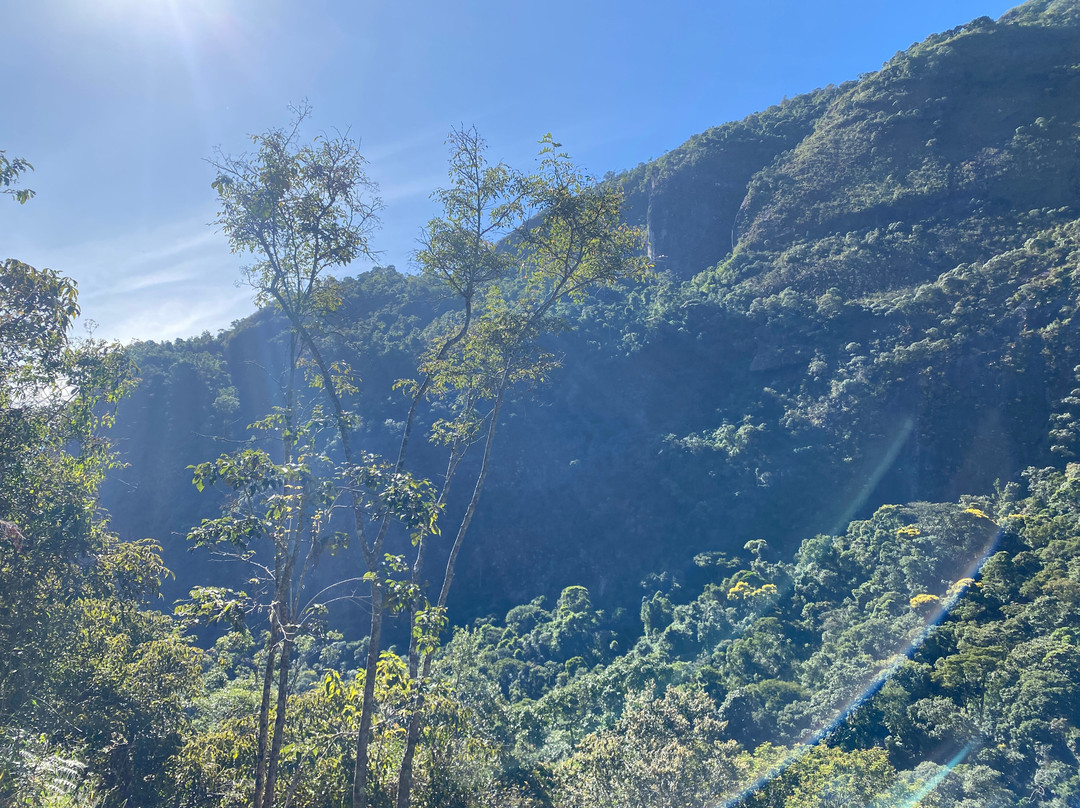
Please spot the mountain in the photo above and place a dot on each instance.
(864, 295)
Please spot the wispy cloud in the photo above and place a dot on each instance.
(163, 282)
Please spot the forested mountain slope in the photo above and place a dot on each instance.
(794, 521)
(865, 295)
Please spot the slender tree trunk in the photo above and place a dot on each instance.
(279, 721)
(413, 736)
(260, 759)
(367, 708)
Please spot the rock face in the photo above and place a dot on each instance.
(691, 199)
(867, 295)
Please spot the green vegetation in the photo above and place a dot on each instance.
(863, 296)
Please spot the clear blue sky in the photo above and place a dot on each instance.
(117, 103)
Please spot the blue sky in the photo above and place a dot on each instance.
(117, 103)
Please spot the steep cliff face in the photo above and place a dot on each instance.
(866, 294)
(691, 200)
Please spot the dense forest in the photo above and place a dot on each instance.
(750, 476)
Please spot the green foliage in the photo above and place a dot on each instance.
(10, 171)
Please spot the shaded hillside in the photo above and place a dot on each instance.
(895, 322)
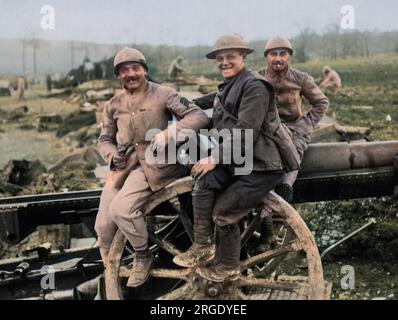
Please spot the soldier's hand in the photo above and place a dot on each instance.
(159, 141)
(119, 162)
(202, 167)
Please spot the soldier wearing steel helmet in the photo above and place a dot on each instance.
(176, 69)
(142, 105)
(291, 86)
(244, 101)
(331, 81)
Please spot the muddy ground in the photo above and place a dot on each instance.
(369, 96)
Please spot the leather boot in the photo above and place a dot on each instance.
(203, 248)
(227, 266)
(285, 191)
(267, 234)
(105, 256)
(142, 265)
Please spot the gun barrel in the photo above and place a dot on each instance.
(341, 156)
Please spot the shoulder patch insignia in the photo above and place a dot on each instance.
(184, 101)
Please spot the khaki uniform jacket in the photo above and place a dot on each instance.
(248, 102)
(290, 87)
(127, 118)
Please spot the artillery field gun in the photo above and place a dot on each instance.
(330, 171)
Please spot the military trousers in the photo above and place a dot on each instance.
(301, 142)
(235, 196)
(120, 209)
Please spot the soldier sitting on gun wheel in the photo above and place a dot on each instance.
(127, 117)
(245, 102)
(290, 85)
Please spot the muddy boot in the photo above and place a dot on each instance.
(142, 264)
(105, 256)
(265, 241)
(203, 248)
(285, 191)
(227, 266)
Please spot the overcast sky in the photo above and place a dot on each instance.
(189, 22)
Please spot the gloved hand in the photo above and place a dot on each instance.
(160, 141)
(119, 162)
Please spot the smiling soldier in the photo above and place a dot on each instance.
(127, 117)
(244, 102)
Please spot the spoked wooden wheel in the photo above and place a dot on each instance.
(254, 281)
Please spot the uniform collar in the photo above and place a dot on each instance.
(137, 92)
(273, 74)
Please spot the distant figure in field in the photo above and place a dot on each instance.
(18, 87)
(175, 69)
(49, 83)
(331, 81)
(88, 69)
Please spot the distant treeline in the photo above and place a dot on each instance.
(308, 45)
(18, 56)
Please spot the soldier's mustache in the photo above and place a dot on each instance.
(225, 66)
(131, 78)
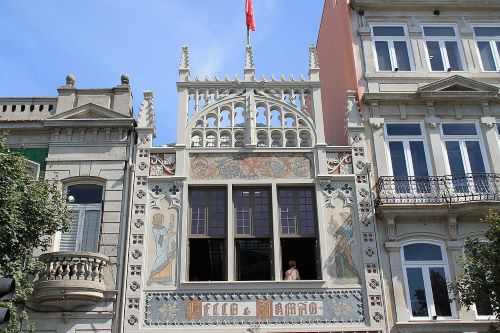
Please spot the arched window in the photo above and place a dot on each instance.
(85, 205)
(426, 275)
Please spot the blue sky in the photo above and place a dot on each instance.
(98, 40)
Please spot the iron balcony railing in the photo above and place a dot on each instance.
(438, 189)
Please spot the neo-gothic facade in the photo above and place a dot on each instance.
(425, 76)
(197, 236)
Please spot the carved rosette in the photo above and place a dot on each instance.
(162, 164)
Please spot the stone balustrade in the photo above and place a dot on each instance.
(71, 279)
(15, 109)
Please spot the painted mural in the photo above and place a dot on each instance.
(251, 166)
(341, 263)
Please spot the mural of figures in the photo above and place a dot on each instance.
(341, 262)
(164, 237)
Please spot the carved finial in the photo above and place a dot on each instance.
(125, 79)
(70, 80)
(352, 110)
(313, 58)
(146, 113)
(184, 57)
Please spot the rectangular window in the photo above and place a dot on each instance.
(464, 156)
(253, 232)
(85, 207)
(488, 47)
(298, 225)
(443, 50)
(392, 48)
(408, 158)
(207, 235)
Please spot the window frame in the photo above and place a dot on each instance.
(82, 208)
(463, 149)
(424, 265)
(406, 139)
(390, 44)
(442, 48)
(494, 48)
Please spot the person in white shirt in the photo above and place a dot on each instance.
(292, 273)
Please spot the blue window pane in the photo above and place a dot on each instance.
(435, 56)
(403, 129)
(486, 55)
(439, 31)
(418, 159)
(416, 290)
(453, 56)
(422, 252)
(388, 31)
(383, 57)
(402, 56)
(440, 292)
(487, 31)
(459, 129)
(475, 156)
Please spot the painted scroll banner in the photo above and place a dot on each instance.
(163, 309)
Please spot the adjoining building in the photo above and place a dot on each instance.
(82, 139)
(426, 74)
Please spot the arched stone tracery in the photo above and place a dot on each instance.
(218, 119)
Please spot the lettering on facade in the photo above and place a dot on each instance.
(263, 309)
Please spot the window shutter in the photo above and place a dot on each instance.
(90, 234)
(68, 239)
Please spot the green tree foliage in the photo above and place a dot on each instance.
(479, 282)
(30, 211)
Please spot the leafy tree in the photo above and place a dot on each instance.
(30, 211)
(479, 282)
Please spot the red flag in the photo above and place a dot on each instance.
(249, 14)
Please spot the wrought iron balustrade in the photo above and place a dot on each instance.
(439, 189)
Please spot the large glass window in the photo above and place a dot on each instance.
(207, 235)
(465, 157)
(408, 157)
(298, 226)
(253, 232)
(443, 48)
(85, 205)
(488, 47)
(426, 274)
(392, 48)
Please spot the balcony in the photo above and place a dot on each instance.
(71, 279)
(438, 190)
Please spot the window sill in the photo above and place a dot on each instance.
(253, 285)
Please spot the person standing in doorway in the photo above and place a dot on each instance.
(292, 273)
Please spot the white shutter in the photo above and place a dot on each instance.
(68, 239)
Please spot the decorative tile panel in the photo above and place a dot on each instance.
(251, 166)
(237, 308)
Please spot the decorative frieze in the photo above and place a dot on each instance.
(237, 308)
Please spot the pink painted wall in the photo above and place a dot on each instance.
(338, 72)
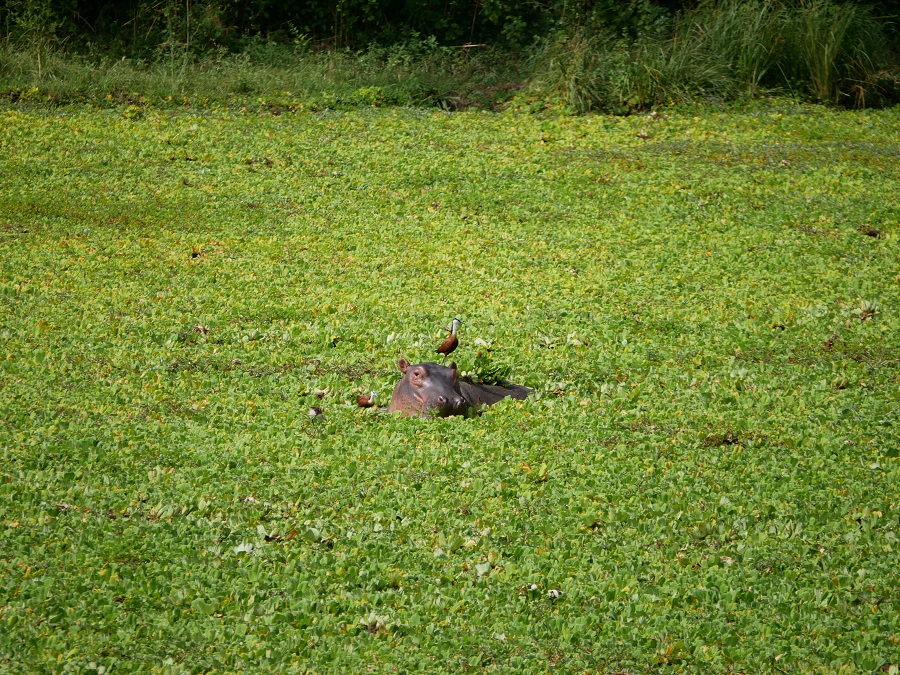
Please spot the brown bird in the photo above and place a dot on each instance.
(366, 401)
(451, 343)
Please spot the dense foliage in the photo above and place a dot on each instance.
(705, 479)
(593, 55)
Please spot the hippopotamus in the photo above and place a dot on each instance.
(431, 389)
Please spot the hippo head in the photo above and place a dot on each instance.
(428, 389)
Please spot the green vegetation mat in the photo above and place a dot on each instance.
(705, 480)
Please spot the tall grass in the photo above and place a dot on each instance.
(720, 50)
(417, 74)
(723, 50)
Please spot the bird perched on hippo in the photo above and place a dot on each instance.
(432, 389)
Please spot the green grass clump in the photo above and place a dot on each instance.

Objective
Copy the listing word for word, excluding its pictures.

Solution to this exercise
Please spot the mountain in the photo above and place a dot on each instance.
(864, 295)
Please spot the wispy cloud in the photo above and place a dot on each instance.
(163, 282)
Please spot the forested mountain slope in the photo above and place a dot on each instance.
(794, 521)
(865, 295)
Please spot the slender tree trunk in the photo above and place a dot on each instance.
(279, 721)
(413, 736)
(260, 759)
(367, 708)
Please spot the rock face in the photo above and place a dot on each instance.
(691, 199)
(867, 295)
Please spot the green vegetation in the photo above and place a dot on each instance.
(863, 296)
Please spot the clear blue sky in the photo above and place a dot on each instance.
(117, 103)
Please spot the blue sky in the photo above and place a dot on each instance.
(117, 103)
Please spot the steep cliff face in the photo above and place a dot on each instance.
(866, 294)
(691, 200)
Please spot the dense forest in the photo above and place a dot on each instance.
(750, 476)
Please spot the green foliage in the photo above and place a dot on each instance.
(10, 171)
Please spot the shaded hillside in the photo above and place a dot on each instance.
(895, 322)
Please spot the soldier's hand in the photo above and place a dot on each instance.
(159, 141)
(119, 162)
(202, 167)
Please spot the soldier wearing steel helmet in the photo above and place a dot on each instance.
(176, 69)
(142, 105)
(291, 86)
(244, 101)
(331, 81)
Please spot the muddy ground in the photo above and place a dot on each instance.
(369, 96)
Please spot the leather boot in the photo above and place a dot on each instance.
(203, 248)
(227, 266)
(285, 191)
(267, 234)
(105, 256)
(142, 265)
Please spot the gun barrel in the photo above and place a dot on each instance.
(341, 156)
Please spot the shoulder patch insignia in the photo above and place a dot on each instance.
(184, 101)
Please spot the khaki uniform jacket in the photo above and place a dot on each instance.
(248, 102)
(290, 87)
(127, 118)
Please spot the artillery field gun in the photo above and place a dot on each instance.
(330, 171)
Please spot the military trousers in the photo above and place a dot on each instance.
(301, 142)
(235, 196)
(120, 209)
Please spot the soldier sitting on gun wheel in the photo above and place a dot on each instance.
(127, 117)
(245, 102)
(290, 85)
Please spot the muddy boot in the photo above and place a dot on each instance.
(142, 264)
(105, 256)
(265, 241)
(203, 248)
(285, 191)
(227, 266)
Please spot the overcast sky in the photo above and place a dot on each instance.
(189, 22)
Please spot the gloved hand in the photo above and place a dot on each instance.
(160, 141)
(119, 162)
Please spot the smiling soldier in the photo above and place a dot on each instance.
(127, 117)
(244, 102)
Please spot the spoked wooden wheel in the photo above and place a dot on each instance.
(254, 281)
Please spot the uniform collar in the photo above and place a dot on each instance.
(137, 92)
(273, 74)
Please spot the distant figure in field in the photo above and place a dot on each instance.
(18, 87)
(175, 69)
(49, 83)
(331, 81)
(88, 69)
Please spot the distant treeline in the photo above and place a dot on each instance.
(308, 45)
(18, 56)
Please spot the soldier's mustache in the photo above and place a dot on each instance.
(225, 66)
(131, 78)
Please spot the arched window in the photo above and place a dot on each instance.
(85, 205)
(426, 275)
Please spot the blue sky in the photo above and place a dot on each instance.
(98, 40)
Please spot the iron balcony railing in the photo above and place a dot on each instance.
(438, 189)
Please spot the neo-gothic facade in the photo above and place a dot on each instance.
(425, 76)
(197, 236)
Please spot the carved rosette in the photo above and place a dot on each instance.
(162, 164)
Please spot the stone balustrade in the photo above and place a dot on each instance.
(71, 279)
(15, 109)
Please spot the painted mural in the photo above and place a dot on each instance.
(251, 166)
(341, 263)
Please spot the mural of figures in the photo above and place a dot on each instance.
(341, 262)
(164, 237)
Please spot the carved finial in the photo above and place a dot on each instance.
(125, 79)
(70, 80)
(352, 110)
(313, 58)
(146, 113)
(184, 57)
Please spot the rectangular window in the photo above and place a dot on each instance.
(464, 156)
(253, 232)
(85, 207)
(488, 47)
(298, 225)
(443, 50)
(392, 48)
(408, 158)
(207, 235)
Please spot the window frame in the photo above and place a dot on each instance.
(82, 208)
(463, 149)
(424, 265)
(406, 139)
(390, 44)
(442, 48)
(494, 48)
Please spot the person in white shirt in the photo above and place a dot on each instance.
(292, 273)
Please spot the blue window pane in the photo above and place a dot on each instance.
(435, 56)
(403, 129)
(486, 55)
(439, 31)
(418, 159)
(416, 290)
(453, 56)
(422, 252)
(388, 31)
(383, 57)
(402, 56)
(440, 292)
(487, 31)
(459, 129)
(475, 156)
Please spot the painted scroll banner in the photo above and place a dot on each instance.
(163, 309)
Please spot the adjoining building in the photo above and place a dot on each instance.
(82, 139)
(426, 74)
Please spot the arched stone tracery in the photo above and place a dot on each instance.
(218, 119)
Please spot the lettering on facade in the photo above and place a dot on each instance.
(263, 309)
Please spot the window shutter in the photo above and place a dot on each instance.
(90, 234)
(68, 239)
Please spot the green tree foliage in the photo above and place a dot on each instance.
(479, 282)
(30, 211)
Please spot the leafy tree in the photo above and place a dot on each instance.
(30, 211)
(479, 282)
Please spot the red flag in the photo above and place a dot on each instance.
(249, 14)
Please spot the wrought iron balustrade in the photo above and place a dot on each instance.
(439, 189)
Please spot the large glass window in the photo above and place a dot on each instance.
(207, 235)
(465, 157)
(408, 157)
(298, 226)
(253, 232)
(443, 48)
(85, 205)
(488, 47)
(426, 274)
(392, 48)
Please spot the balcony in the photo above and place a dot on each instance.
(71, 279)
(438, 190)
Please spot the window sill in the photo above and place a dot on each instance.
(253, 285)
Please spot the person standing in doorway in the photo above and place a dot on each instance.
(292, 273)
Please spot the white shutter in the photo above and place a dot on each instance.
(68, 239)
Please spot the decorative tile panel in the photo above and place a dot on each instance.
(251, 166)
(237, 308)
Please spot the decorative frieze in the photo above and place a dot on each instance.
(237, 308)
Please spot the pink painted wall in the photo above and place a dot on each instance.
(338, 72)
Please spot the brown bird in the photo above and place a dot on each instance.
(366, 401)
(451, 343)
Please spot the dense foliage in the photo above and place a dot on each instance.
(705, 479)
(593, 55)
Please spot the hippopotamus in the photo above and place a dot on each instance.
(431, 389)
Please spot the hippo head in the photo above and place a dot on each instance.
(428, 389)
Please spot the green vegetation mat in the photo above and place a dot on each instance.
(705, 480)
Please spot the tall grass in the photo above and place a dot on each instance.
(720, 50)
(417, 74)
(723, 50)
Please spot the bird perched on hippo in the photo above and place a dot on each instance.
(432, 389)
Please spot the green grass clump in the photo above and place a dot on each instance.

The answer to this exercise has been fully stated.